▶ _Text provided_
※

Quantum Software Architecture Design Course

Written by: Igor Korotach

Section 2

Architectural Quality Attributes & Styles 

Small recap

Architecture quality attributes & Framework

The architecture framework is divided into 3 parts:

  1. Scenarios, quality attributes, and requirements/contraints
  2. App type
  3. Architectural style, also known as architectural patterns

What are the quality attributes?

  • Availability
  • Maintainability
  • Performance
  • Reliability
  • Reusability
  • Security
  • Scalability

Testing Factors

Quality Attr. Definition Test Criteria
Availability Defined as the proportion of time that the system is up and working Can be measured as a percentage of total system downtime over a predefined time period
Maintainability ​Defined as the ability to undergo changes as required ​Can be measured by calculating the time it takes to undergo the changes as required
Performance An indication of the responsiveness of a system to execute our commands within a given interval of time Can be measured in terms of latency or throughput
Reliability Defined as the chances that a product will perform its intended behaviour under the defined circumstances Can be measured in terms of the correlation between two scores of test-retests
Reusability If we can use the product, or some specific part of the product, in the production of any other product Can be tested by evaluating the software system’s functionality in different scenarios, testing modularity and compatibility
Security Measures taken to protect the system and its resources from unauthorized access and attacks Can be tested via penetration testing, security code reviews, security testing tools, security assessments, user acceptance testing, and production monitoring

Testing Factors

Quality Attr. Definition Test Criteria
Scalability Defined as a scale of the system’s increasing or decreasing capability Can be measured in terms of its capacity to extend or reduce the quantity of user requests
Load balancing Defined as a technique used to distribute workloads evenly across multiple computing resources to optimize resource utilization, increase reliability, and improve scalability Can be measured by evaluating the distribution of incoming requests among the servers, response time, resource utilization, and the reliability of the system
Caching The temporary storage of frequently accessed data in a fast-access memory to reduce the number of expensive I/O operations, speed up access to the data, and reduce response time Can be measured by evaluating the hit rate (ratio of cache hits to total requests), response time, and reduction of I/O operations

Constraints in Software Design

  • Performance
  • Security
  • Tech Stack
  • 3rd-party integrations
  • Budget
  • Time to market
  • Operational environment (legacy systems, constrained physical ecosystem)

※

▶ _Material provided_
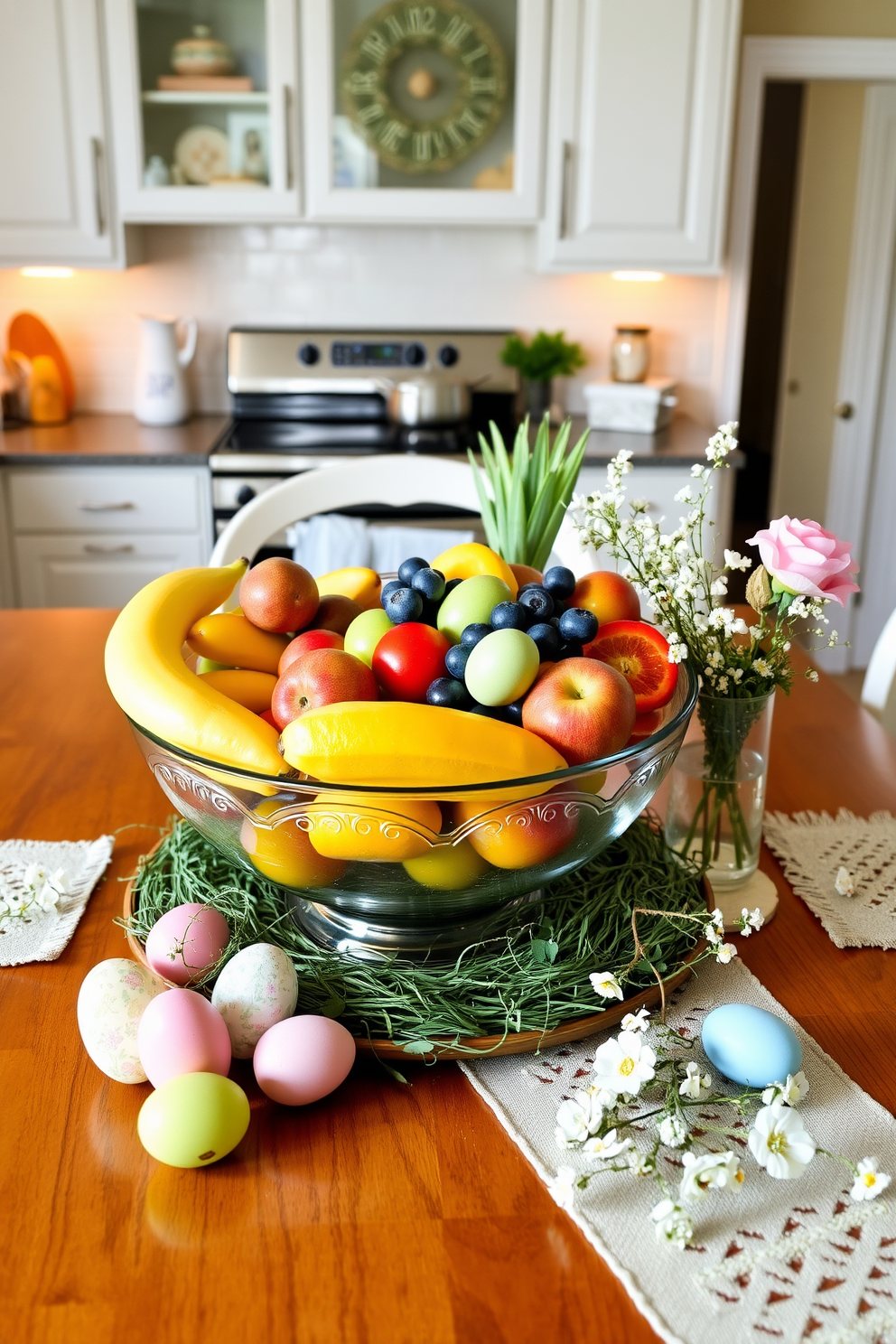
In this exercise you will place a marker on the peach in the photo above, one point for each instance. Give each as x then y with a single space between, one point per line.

※

▶ _Things to do_
A – From the course text, extract the stretch from "Architecture quality attributes" through "the quality attributes?".
B – Answer these questions using the course text:
(i) Into how many parts is the architecture framework divided?
(ii) In what terms can performance be measured?
(iii) Which design constraint is given with the examples legacy systems and a constrained physical ecosystem?

▶ _Answers to the exercises_
A –
Architecture quality attributes & Framework

The architecture framework is divided into 3 parts:

  1. Scenarios, quality attributes, and requirements/contraints
  2. App type
  3. Architectural style, also known as architectural patterns

What are the quality attributes?

B –
(i) Three parts.
(ii) In terms of latency or throughput.
(iii) Operational environment.